### EXCERPT PROVIDED

★ ★ ★ ★

One-Time Gene Therapy Delivered Neurosurgically Delivered to Striatum Provided Sustained Motor Function Improvements in Parkinson Disease 

09/18/2020

In an open-label phase 1b trial (NCT01973543), participants were treated with an adeno-associated viral vector containing DNA encoding for aromatic L-amino acid decarboxylase (VY-AADC now named NBIb-1817). The gene therapy was neurosurgically delivered directly to the striatum of 15 participants with advanced Parkinson disease (PD). As assessed by the modified Hoehn & Yahr scale, 14 of 15 participants treated with VY-AADC continued to show an improvement in disease staging after 3 years.

In the 3 years since receiving the 1-time treatment, participants had reduced mean on-time (as per self-reported diary) by a mean -0.15 to -1.91 hours from a baseline of 4.28 to 4.93 hours. On time without troublesome dyskinesia increased by a mean 0.26 to 2.23 hours from a baseline of 10.32 to 10.46 hours. Participants in this study also had motor function improvements of 0.2 to 19.0 points improvement on the clinician-administered Unified Parkinson Disease Rating Scale (UPDRS). Participants in the 2nd and 3rd cohorts reduced their required daily levodopa-equivalent dose by a mean -322.0 and -441.2 mg/day, respectively, from a baseline of 1507.0 and 1477.0 mg/day, respectively.

★ ★ ★ ★

### INFORMATION SUPPLIED
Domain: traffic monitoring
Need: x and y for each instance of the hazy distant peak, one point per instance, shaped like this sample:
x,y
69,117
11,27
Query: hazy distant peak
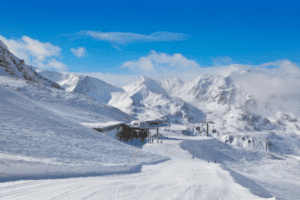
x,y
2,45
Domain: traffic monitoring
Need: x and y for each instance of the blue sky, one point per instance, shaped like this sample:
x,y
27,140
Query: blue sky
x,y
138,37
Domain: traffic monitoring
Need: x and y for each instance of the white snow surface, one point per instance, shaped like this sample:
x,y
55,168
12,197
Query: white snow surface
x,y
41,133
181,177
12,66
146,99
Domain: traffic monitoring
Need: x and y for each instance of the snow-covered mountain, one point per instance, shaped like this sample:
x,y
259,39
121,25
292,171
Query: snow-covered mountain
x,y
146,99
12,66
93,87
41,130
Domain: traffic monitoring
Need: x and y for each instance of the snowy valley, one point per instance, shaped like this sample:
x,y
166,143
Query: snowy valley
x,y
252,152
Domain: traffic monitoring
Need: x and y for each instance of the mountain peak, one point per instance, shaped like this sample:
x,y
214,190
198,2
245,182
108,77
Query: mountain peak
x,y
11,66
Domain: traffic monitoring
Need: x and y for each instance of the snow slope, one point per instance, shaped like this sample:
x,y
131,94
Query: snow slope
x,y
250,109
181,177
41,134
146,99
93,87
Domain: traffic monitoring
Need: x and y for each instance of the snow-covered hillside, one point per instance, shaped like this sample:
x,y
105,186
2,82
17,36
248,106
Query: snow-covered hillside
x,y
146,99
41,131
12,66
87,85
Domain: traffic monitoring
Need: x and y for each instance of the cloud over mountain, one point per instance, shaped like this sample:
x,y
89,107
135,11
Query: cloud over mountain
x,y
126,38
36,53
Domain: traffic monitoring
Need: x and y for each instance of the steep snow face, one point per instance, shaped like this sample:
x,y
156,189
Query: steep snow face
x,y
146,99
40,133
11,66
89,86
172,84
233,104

★ ★ ★ ★

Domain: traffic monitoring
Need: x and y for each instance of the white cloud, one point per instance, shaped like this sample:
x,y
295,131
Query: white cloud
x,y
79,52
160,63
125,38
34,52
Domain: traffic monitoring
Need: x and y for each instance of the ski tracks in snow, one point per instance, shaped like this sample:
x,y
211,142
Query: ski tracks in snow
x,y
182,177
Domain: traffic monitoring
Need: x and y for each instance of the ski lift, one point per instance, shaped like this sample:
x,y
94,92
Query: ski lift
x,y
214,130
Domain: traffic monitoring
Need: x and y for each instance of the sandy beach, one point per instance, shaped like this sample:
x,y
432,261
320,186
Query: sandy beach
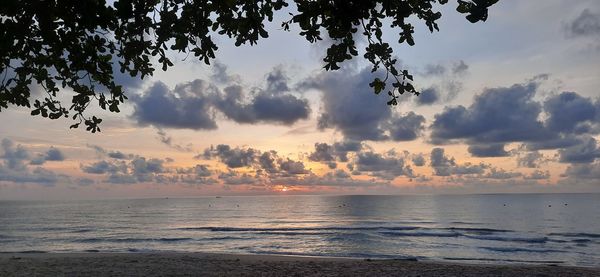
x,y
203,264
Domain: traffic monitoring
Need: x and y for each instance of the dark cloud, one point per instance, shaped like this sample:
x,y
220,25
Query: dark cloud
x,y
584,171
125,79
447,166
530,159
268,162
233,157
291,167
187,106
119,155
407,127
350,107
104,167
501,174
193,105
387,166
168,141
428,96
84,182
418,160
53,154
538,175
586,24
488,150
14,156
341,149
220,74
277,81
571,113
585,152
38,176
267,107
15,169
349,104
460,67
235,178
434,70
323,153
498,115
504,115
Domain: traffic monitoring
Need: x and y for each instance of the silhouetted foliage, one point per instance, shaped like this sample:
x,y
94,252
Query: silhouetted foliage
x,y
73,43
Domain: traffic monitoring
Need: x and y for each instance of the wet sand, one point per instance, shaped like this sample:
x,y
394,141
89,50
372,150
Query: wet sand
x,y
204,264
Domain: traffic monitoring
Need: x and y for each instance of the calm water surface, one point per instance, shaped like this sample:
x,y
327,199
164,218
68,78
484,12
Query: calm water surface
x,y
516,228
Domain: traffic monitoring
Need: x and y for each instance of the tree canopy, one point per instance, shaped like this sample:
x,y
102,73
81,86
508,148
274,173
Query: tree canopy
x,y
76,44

★ ★ ★ ★

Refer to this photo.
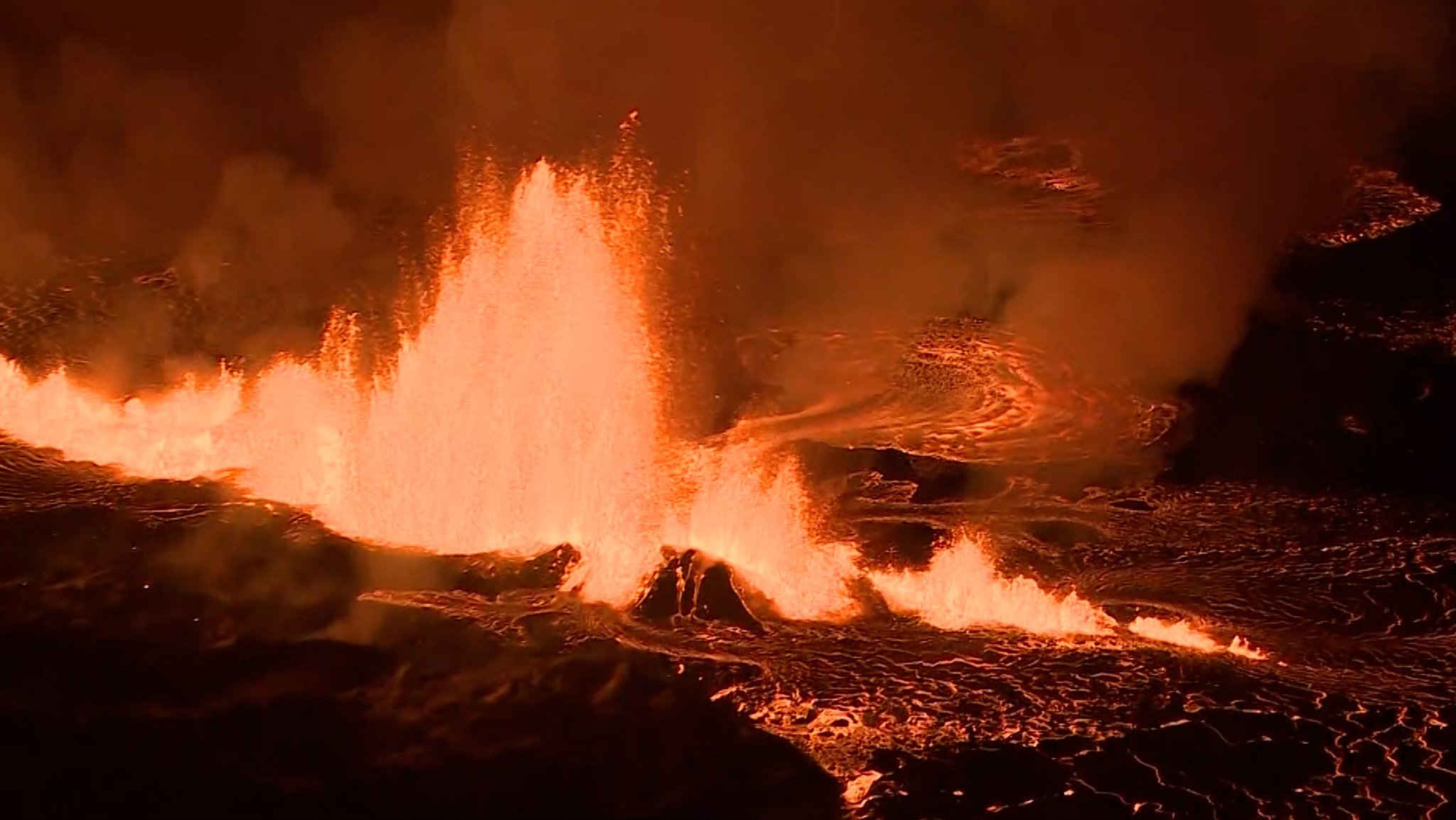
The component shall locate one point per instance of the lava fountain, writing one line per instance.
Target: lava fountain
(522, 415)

★ ★ ★ ★

### DIRECTIONS
a – Could you copy the stretch of the Parkinson gene therapy article from "In the 3 years" through "1477.0 mg/day, respectively." word for word?
b – Answer these questions from the Parkinson gene therapy article:
(i) How many participants with advanced Parkinson disease received the gene therapy?
(ii) Which clinician-administered scale measured the motor function improvements?
(iii) What was the baseline daily levodopa-equivalent dose for participants in the 2nd cohort?
c – How might the Parkinson gene therapy article go on after its last sentence? Write the next part of it.

### RESULTS
a –
In the 3 years since receiving the 1-time treatment, participants had reduced mean on-time (as per self-reported diary) by a mean -0.15 to -1.91 hours from a baseline of 4.28 to 4.93 hours. On time without troublesome dyskinesia increased by a mean 0.26 to 2.23 hours from a baseline of 10.32 to 10.46 hours. Participants in this study also had motor function improvements of 0.2 to 19.0 points improvement on the clinician-administered Unified Parkinson Disease Rating Scale (UPDRS). Participants in the 2nd and 3rd cohorts reduced their required daily levodopa-equivalent dose by a mean -322.0 and -441.2 mg/day, respectively, from a baseline of 1507.0 and 1477.0 mg/day, respectively.

b –
(i) 15
(ii) The Unified Parkinson Disease Rating Scale (UPDRS)
(iii) 1507.0 mg/day

c –
In a second open-label safety study (NCT03065192), 2 years after treatment, 7 participants had an average mean decrease in off time of 3.2 hours and an increase in time without troublesome dyskinesia of 2.1 hours from baselines of 9.3 and 6.6, respectively. These individuals also showed motor function improvements at this timepoint, with improved UPDRS Part III off medication scores representing a mean -12.0 points improvement from the baseline mean of 34.4 points. These individuals also had reduced daily levodopa-equivalent dose (mean -439.5 mg/day; baseline 1500.9 mg/day). 

“It is promising to see that after 3 years, a single administration of one-time investigational gene therapy treatment NBIb-1817 showed sustained reduction in “Off” time, as well as improvement in “on” time without troublesome dyskinesia and other measures of motor function in patients with Parkinson’s disease,” said Chad Christine, M.D., primary author, a lead investigator of the study and Professor of Neurology at the University of California, San Francisco (UCSF) Weill Institute for Neurosciences. “Parkinson’s disease patients’ motor function would be expected to worsen over three years, making these results very encouraging. The standard of care for advanced Parkinson’s disease has not significantly changed in decades and it is our hope that NBIb-1817 has the potential to become the first gene therapy for Parkinson’s disease.”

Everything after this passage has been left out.